**GIVEN ENTRIES:**

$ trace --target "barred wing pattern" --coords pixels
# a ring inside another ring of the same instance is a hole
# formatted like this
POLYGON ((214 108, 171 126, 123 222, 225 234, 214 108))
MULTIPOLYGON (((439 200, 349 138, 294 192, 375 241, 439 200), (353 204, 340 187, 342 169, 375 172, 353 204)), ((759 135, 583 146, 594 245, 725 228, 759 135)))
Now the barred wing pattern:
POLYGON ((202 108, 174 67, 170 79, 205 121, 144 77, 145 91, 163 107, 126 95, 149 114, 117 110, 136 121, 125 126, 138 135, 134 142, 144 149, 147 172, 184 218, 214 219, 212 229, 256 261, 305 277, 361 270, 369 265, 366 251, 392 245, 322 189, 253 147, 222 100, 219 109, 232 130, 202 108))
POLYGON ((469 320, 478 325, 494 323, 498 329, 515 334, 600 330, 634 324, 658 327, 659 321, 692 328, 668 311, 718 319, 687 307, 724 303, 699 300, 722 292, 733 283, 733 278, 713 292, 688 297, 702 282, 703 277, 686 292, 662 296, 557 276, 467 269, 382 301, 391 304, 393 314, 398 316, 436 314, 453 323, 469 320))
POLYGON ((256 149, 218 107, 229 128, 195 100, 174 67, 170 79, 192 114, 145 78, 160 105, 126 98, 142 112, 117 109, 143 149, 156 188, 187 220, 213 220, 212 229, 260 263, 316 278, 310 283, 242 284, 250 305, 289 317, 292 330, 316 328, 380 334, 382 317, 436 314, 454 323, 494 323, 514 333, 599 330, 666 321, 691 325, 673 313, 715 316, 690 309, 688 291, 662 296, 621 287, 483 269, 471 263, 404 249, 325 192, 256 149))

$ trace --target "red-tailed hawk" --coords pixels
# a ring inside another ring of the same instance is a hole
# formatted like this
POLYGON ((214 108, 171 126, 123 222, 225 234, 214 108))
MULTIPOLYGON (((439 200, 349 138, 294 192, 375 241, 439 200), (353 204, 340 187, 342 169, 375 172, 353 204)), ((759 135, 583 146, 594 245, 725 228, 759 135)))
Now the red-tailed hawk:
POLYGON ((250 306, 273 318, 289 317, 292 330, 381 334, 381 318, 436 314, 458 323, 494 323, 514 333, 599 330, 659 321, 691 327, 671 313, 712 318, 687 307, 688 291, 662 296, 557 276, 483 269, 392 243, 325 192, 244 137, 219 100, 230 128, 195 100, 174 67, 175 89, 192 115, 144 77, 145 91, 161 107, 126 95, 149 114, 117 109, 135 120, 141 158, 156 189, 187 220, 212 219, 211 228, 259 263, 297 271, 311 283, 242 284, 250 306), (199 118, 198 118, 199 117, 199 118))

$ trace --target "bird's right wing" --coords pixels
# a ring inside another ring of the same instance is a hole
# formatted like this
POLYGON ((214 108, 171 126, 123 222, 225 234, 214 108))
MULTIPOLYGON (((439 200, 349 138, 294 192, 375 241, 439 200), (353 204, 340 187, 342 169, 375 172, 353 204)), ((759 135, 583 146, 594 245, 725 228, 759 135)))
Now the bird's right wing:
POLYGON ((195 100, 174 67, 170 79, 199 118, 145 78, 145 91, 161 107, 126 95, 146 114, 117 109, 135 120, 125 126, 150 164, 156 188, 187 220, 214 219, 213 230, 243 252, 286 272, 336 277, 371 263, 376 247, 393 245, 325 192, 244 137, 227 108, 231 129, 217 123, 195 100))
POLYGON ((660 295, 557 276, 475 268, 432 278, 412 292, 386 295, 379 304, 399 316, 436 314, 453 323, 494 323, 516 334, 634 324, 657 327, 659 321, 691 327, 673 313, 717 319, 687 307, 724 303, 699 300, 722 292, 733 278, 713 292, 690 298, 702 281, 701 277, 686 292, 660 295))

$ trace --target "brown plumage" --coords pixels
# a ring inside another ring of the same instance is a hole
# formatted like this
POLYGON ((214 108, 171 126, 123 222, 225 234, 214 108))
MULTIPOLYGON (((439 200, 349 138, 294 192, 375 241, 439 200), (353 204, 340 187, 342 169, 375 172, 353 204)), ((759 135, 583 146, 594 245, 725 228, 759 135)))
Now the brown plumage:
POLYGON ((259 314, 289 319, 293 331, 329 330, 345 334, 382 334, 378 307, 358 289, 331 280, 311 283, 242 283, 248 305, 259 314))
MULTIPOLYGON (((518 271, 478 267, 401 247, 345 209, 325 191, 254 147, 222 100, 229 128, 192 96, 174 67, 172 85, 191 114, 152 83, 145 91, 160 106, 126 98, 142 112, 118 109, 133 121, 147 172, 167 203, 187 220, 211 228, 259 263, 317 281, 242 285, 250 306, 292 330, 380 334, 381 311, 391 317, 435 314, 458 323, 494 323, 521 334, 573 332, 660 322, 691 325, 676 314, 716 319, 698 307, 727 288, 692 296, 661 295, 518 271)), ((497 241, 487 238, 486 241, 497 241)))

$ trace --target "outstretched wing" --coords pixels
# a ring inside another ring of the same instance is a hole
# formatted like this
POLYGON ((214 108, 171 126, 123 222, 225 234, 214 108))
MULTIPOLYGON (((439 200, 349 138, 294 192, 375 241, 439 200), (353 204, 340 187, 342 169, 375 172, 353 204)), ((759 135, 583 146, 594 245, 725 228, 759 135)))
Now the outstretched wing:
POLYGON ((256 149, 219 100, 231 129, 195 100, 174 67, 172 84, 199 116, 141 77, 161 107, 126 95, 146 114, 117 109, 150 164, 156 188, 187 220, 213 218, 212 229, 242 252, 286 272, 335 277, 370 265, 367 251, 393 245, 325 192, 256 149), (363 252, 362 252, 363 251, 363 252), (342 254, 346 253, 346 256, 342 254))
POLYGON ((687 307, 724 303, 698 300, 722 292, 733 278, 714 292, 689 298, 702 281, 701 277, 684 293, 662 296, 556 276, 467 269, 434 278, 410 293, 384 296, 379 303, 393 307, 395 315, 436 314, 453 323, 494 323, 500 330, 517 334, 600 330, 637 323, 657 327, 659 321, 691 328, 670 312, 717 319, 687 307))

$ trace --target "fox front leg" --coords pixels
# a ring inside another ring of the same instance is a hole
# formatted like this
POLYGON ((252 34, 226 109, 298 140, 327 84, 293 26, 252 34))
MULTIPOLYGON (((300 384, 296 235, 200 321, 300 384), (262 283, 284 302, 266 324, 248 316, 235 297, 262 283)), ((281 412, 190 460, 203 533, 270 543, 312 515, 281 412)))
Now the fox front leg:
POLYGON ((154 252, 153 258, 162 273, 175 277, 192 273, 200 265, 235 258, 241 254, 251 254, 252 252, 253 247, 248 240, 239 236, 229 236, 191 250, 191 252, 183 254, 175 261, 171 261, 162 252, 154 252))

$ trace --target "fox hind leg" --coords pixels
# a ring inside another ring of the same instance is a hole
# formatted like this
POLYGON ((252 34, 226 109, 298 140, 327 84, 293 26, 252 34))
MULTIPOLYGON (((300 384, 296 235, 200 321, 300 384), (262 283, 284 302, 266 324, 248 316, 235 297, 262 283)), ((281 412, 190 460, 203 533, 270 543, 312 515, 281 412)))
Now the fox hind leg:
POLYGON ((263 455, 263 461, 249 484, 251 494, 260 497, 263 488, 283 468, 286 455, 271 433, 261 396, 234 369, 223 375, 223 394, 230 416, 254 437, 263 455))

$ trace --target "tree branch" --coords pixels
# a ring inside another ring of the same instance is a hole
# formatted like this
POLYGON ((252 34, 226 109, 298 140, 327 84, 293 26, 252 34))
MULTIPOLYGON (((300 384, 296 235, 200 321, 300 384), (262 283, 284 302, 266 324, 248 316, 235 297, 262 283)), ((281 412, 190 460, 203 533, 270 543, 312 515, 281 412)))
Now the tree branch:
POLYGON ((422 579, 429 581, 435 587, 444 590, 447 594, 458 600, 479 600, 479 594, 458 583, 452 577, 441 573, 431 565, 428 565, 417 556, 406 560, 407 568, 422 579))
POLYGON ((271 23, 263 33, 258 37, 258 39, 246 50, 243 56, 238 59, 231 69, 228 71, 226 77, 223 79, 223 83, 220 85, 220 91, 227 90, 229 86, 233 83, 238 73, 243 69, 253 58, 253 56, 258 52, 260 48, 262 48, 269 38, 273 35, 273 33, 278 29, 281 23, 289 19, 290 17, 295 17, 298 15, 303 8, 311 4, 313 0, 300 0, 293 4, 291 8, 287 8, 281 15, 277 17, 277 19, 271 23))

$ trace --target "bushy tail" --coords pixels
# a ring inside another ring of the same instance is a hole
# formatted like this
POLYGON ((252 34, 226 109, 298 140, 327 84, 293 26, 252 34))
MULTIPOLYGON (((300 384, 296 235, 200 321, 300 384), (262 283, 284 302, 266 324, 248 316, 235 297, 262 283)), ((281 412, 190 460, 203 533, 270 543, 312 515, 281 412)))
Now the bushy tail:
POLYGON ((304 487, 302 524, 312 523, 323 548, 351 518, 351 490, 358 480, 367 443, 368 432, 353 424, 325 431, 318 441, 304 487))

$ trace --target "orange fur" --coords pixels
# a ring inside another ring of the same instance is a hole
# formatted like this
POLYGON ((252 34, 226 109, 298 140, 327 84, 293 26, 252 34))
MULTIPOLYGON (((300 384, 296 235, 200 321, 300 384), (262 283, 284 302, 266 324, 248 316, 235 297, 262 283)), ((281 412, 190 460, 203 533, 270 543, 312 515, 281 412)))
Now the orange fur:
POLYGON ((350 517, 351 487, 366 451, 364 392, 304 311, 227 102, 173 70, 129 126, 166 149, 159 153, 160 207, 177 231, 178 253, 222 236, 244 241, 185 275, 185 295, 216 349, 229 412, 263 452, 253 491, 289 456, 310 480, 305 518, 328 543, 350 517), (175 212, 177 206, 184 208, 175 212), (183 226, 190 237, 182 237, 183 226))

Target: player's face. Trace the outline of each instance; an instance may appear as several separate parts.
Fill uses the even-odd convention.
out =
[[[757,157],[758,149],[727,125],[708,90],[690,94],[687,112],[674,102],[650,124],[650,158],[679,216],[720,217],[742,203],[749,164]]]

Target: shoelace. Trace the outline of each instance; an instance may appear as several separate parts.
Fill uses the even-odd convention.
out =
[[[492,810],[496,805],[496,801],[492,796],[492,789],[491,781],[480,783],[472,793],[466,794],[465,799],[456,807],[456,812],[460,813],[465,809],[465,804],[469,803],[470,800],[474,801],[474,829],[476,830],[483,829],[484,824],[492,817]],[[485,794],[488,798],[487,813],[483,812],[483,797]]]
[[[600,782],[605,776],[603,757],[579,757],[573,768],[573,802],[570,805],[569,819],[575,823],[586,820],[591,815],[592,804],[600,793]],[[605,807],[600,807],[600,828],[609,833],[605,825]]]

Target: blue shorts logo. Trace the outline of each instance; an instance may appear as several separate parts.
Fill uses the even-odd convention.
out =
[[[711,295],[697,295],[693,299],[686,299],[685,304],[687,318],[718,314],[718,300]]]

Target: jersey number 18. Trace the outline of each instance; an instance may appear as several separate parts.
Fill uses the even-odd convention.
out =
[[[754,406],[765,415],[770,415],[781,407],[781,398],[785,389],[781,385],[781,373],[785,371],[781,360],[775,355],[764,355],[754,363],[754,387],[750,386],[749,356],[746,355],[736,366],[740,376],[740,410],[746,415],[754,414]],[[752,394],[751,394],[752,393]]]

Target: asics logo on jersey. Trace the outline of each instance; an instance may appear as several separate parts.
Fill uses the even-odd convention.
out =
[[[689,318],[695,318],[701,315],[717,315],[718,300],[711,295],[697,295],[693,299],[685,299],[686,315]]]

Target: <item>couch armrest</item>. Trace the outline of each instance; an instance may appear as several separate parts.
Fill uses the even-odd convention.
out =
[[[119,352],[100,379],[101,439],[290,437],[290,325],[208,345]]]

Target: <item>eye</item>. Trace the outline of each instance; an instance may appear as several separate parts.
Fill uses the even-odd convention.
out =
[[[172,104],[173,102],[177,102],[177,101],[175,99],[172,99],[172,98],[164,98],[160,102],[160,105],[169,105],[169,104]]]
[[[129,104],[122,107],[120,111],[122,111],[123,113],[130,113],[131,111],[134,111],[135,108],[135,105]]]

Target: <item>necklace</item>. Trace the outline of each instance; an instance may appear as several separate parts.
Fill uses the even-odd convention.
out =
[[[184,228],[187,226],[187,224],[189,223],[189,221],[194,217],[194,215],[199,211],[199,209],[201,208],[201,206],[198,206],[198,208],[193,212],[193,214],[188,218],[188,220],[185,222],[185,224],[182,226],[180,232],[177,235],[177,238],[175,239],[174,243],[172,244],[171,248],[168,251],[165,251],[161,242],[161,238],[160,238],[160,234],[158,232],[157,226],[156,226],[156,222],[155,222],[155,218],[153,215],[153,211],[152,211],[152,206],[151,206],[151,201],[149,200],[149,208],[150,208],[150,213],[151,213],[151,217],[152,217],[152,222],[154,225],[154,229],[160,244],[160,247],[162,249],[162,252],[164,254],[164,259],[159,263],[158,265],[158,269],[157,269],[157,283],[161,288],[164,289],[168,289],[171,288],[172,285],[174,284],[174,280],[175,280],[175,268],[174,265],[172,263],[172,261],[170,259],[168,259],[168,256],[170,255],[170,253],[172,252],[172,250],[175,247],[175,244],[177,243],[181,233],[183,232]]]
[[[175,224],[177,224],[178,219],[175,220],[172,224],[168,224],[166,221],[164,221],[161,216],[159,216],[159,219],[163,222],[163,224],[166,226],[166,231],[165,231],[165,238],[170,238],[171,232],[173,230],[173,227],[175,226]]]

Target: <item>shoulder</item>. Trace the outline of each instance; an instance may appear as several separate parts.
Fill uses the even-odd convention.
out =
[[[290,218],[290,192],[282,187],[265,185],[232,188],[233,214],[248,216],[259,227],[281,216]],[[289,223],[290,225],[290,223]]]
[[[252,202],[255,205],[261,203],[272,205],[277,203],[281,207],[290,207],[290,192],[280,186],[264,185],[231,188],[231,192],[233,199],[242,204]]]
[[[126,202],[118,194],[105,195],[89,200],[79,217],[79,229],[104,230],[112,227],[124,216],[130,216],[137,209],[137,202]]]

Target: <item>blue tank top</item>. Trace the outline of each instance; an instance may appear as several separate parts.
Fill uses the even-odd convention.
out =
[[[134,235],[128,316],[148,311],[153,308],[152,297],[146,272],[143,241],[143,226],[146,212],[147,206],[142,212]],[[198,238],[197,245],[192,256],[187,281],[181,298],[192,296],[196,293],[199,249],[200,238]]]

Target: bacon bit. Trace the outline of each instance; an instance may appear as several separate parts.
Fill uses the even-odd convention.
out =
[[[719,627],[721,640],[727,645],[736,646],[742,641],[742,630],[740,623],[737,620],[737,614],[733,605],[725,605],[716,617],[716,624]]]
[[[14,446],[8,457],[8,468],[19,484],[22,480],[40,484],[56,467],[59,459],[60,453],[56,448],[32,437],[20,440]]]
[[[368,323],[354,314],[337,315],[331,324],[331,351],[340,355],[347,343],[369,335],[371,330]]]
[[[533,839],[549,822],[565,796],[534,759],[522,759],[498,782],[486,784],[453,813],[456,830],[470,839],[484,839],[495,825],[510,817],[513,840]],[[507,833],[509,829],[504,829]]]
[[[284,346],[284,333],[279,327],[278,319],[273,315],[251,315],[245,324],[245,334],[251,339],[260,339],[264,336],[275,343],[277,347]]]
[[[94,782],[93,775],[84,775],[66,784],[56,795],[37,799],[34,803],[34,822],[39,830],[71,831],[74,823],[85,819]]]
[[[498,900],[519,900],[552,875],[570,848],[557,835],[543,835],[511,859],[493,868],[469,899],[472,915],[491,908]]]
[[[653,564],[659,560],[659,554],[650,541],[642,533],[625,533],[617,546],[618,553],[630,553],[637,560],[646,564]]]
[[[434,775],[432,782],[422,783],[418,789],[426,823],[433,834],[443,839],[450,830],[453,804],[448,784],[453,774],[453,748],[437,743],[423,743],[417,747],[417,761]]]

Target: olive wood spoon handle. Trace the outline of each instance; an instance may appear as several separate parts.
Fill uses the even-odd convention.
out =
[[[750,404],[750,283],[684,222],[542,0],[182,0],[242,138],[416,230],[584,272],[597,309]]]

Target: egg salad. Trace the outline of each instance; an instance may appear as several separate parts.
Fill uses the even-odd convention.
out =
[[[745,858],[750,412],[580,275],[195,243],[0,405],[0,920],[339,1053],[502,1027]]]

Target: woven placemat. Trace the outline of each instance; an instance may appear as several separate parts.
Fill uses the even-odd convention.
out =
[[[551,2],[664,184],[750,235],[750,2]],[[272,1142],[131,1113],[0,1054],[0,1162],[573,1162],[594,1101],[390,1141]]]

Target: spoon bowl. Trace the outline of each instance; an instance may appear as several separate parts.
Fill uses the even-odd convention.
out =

**ACTIVITY:** Which lines above include the word "blue"? Show each one.

**EXERCISE SOLUTION:**
Target: blue shorts logo. Trace the outline of each instance; an instance may appear as several separate parts.
Target: <item>blue tank top</item>. Trace the outline of each instance; an instance may appear as several separate parts.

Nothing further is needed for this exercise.